begin DATA SHOWN

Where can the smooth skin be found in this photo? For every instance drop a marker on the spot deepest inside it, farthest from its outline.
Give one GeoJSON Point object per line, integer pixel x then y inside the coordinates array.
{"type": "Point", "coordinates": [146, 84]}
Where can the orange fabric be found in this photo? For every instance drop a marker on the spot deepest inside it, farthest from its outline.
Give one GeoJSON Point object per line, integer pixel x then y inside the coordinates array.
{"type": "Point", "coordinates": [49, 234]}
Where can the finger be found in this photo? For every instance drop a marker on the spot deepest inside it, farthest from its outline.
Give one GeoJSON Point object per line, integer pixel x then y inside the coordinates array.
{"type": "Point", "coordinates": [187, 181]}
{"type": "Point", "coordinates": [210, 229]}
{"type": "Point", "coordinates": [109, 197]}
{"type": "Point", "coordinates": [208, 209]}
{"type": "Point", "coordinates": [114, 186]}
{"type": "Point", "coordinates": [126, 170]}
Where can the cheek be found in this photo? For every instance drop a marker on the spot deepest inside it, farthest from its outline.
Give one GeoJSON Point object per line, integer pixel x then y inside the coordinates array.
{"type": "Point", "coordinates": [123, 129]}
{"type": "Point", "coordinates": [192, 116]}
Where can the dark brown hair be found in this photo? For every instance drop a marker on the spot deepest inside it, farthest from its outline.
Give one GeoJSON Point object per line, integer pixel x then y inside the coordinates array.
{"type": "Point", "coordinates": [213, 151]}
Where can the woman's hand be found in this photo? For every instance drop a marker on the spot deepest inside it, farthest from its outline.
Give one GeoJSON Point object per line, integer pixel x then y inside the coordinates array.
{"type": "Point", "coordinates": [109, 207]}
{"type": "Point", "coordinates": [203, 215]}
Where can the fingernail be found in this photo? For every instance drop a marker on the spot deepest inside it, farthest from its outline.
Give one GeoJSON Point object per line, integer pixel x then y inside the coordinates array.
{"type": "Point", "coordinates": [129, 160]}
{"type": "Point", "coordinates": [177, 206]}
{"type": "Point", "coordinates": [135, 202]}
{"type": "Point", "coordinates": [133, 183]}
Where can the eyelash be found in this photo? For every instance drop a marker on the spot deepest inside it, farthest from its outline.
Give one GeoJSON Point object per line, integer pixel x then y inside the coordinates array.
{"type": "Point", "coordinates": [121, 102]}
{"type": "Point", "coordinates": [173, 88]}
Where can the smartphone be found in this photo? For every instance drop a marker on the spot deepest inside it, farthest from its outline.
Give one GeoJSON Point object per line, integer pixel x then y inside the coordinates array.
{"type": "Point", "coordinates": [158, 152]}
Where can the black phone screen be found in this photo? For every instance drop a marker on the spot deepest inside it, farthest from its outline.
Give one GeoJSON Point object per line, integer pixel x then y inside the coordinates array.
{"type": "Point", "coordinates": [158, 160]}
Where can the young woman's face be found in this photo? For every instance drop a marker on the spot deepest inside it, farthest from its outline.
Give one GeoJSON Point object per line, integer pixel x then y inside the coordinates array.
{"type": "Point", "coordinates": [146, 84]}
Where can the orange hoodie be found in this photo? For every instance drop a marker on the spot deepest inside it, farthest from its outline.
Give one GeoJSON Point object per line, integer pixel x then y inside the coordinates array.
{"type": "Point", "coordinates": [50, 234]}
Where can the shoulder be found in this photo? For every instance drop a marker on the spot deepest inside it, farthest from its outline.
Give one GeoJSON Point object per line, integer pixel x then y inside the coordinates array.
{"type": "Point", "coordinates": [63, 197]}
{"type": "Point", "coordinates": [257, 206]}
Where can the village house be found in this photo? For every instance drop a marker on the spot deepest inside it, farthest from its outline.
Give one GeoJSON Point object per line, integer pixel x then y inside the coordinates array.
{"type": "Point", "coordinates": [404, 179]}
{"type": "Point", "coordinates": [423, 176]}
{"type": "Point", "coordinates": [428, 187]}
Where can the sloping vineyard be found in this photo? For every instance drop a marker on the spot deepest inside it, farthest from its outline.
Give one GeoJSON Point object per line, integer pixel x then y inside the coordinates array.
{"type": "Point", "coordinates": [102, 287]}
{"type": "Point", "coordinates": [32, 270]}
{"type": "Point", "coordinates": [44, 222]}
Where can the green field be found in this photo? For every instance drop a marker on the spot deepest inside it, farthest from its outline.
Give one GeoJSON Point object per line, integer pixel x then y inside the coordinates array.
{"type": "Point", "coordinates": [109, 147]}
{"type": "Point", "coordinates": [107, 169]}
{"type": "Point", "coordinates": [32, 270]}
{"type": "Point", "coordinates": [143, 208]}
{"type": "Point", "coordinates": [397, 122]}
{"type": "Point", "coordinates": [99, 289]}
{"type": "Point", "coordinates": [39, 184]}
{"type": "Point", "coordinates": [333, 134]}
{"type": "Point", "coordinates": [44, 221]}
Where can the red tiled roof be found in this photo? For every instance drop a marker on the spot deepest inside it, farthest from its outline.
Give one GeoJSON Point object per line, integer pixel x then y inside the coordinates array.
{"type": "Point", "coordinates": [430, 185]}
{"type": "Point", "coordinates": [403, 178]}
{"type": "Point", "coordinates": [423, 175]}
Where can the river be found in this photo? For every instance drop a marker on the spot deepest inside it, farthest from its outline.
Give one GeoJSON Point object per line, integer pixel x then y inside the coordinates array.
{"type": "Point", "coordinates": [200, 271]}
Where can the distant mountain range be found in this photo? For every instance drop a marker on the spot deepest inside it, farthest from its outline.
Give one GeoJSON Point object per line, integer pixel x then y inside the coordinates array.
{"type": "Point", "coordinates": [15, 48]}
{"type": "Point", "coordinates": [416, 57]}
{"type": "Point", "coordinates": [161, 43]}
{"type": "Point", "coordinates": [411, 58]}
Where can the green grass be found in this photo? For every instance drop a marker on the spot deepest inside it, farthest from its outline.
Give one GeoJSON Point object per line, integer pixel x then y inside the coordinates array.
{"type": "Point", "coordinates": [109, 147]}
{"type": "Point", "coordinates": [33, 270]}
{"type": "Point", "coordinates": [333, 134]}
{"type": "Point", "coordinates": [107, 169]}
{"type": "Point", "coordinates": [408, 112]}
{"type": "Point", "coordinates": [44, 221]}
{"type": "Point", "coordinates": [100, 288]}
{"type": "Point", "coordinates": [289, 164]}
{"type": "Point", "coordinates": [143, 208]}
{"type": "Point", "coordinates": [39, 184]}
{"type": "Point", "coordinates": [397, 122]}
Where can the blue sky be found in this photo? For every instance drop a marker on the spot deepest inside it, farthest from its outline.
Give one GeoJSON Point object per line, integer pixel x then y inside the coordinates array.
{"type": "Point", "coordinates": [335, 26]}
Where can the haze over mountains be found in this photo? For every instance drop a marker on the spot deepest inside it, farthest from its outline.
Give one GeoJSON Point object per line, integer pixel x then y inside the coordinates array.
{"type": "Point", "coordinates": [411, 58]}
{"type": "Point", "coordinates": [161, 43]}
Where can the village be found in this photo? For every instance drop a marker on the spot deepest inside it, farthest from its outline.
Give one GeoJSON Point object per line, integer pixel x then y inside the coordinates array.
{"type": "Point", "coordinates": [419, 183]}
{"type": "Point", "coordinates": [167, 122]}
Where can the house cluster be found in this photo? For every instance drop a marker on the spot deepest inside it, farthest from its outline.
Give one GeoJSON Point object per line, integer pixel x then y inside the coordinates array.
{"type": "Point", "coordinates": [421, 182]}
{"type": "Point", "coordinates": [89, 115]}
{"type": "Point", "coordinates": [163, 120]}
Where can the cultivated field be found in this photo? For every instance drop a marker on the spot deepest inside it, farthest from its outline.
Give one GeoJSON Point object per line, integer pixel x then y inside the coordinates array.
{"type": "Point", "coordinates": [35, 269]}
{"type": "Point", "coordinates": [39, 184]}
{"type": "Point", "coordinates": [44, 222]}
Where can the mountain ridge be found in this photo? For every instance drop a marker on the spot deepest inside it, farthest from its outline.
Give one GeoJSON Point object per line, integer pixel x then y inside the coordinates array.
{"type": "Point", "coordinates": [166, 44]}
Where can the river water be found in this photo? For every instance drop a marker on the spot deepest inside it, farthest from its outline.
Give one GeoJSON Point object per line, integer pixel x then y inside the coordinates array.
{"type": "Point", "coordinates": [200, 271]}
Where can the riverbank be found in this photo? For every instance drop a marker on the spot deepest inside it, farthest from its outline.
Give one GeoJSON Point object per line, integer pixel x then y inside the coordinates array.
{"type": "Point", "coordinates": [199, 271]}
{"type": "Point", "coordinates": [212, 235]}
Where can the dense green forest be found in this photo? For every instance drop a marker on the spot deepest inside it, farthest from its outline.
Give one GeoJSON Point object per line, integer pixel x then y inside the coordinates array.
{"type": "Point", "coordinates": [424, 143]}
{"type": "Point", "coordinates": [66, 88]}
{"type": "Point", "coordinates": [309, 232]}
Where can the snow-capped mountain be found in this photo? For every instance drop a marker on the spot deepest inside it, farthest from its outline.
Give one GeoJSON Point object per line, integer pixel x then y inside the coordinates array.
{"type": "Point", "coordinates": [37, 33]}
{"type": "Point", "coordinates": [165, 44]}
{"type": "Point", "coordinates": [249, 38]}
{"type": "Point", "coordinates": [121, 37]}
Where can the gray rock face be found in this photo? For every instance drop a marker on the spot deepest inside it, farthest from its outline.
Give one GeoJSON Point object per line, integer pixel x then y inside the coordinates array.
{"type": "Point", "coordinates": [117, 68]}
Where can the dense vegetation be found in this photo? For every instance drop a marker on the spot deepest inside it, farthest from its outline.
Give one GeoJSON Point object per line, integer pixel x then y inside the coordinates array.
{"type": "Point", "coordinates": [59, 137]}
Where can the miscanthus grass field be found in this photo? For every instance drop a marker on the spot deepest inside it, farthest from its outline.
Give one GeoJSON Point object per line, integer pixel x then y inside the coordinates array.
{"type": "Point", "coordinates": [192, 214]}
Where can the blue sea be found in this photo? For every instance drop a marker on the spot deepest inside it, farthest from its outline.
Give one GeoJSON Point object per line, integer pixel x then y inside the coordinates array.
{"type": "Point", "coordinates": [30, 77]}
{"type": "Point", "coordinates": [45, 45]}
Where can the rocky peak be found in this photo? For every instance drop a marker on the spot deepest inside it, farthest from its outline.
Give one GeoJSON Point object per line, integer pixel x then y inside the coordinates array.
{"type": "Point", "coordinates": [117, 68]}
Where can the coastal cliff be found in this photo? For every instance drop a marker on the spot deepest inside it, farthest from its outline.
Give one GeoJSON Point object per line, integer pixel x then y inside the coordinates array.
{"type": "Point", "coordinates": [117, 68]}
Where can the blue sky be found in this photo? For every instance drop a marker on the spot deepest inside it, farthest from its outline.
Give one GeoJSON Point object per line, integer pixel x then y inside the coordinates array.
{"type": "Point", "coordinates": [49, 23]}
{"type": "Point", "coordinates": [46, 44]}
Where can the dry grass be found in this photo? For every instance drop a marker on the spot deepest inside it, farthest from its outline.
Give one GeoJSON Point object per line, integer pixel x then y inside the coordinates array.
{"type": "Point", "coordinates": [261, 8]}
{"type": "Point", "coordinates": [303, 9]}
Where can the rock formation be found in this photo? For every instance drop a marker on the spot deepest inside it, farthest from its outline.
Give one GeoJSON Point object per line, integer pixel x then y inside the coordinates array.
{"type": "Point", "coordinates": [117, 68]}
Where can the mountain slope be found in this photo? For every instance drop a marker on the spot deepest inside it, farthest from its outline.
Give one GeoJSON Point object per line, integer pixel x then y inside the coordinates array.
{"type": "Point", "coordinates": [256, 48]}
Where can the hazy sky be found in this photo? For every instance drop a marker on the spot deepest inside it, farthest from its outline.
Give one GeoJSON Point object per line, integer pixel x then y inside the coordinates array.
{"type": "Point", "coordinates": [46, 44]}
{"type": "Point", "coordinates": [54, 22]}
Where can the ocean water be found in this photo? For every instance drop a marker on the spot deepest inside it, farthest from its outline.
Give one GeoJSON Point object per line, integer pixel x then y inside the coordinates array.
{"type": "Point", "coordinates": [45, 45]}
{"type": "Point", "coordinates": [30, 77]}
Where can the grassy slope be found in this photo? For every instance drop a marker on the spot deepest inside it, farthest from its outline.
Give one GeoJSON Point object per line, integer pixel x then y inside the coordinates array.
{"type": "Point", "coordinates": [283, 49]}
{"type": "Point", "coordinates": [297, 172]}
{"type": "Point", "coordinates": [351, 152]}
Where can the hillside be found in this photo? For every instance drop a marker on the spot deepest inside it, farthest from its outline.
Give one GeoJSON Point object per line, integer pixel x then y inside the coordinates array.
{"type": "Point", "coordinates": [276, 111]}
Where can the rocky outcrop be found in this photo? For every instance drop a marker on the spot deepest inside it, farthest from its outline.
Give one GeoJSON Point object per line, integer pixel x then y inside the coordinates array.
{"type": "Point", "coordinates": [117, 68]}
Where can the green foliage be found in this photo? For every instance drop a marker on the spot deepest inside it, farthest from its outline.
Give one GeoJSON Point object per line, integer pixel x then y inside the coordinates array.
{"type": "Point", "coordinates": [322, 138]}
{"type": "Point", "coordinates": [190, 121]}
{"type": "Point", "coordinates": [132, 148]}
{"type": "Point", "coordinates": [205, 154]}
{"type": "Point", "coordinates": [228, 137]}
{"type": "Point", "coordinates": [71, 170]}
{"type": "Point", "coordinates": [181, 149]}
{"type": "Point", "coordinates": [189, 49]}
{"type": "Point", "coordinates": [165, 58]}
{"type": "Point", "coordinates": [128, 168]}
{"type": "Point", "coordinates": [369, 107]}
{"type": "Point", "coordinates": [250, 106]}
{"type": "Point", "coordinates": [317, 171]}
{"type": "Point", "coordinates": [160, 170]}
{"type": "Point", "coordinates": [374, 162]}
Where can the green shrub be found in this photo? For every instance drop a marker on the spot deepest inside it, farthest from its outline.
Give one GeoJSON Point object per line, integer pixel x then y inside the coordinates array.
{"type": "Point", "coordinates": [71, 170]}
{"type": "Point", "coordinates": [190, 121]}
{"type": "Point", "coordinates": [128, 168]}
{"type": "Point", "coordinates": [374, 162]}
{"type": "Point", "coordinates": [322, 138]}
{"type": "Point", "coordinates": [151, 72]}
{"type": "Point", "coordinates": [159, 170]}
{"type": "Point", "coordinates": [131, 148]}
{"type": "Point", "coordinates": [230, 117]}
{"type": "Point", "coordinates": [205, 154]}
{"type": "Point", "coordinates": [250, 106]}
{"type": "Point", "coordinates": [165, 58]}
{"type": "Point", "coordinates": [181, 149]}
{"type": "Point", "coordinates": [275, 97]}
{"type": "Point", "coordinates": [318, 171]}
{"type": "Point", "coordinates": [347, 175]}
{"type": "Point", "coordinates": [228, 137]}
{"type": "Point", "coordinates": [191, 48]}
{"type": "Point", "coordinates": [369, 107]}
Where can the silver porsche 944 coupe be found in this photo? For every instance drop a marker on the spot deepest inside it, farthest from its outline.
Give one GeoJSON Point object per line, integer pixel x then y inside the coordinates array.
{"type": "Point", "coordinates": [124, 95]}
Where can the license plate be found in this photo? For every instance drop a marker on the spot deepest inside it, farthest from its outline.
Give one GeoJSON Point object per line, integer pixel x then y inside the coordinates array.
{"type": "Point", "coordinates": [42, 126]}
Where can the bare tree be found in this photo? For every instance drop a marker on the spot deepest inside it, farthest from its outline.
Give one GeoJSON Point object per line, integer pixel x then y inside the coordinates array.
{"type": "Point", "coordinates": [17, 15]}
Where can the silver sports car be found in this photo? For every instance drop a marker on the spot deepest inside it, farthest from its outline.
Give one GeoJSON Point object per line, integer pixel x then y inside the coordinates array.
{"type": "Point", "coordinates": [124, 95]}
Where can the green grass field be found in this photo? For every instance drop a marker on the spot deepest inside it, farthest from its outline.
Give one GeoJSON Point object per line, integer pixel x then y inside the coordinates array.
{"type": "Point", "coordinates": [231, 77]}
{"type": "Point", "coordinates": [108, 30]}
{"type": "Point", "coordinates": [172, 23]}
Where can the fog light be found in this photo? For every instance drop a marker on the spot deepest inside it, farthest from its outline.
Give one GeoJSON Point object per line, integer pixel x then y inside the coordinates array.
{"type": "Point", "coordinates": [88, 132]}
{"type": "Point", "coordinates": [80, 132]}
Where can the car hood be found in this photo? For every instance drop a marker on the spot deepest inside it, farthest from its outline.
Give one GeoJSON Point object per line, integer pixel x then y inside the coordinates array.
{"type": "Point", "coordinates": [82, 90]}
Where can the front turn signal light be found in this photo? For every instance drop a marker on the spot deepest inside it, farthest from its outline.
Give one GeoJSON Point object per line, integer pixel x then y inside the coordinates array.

end DATA SHOWN

Only the lines from the one that contains "Where can the green grass field" to the end of the data should be output, exactly as they appear.

[EXERCISE ANSWER]
Where can the green grass field be found in this photo? For every instance drop a marker on the spot deepest inside it, farthest from its outline.
Give one GeoJSON Point object per line, integer pixel x then y inside the coordinates array.
{"type": "Point", "coordinates": [231, 77]}
{"type": "Point", "coordinates": [108, 30]}
{"type": "Point", "coordinates": [172, 23]}
Where can the fog light be found in this photo? For every instance drop a marker on the spot deepest inside it, farthest from its outline.
Give one GeoJSON Point object per line, integer pixel x then y inside the coordinates array.
{"type": "Point", "coordinates": [88, 132]}
{"type": "Point", "coordinates": [80, 132]}
Where can the car hood be found in this photo? For every instance drop a marker on the spot deepest inside it, farthest from its outline.
Give one GeoJSON Point object per line, integer pixel x then y inside the coordinates array.
{"type": "Point", "coordinates": [82, 90]}
Where can the front turn signal light be found in this photo? For every instance drop a marker on the spot deepest inside it, farthest from its outline.
Give one GeoJSON Point object per line, integer pixel x then y inside the coordinates array.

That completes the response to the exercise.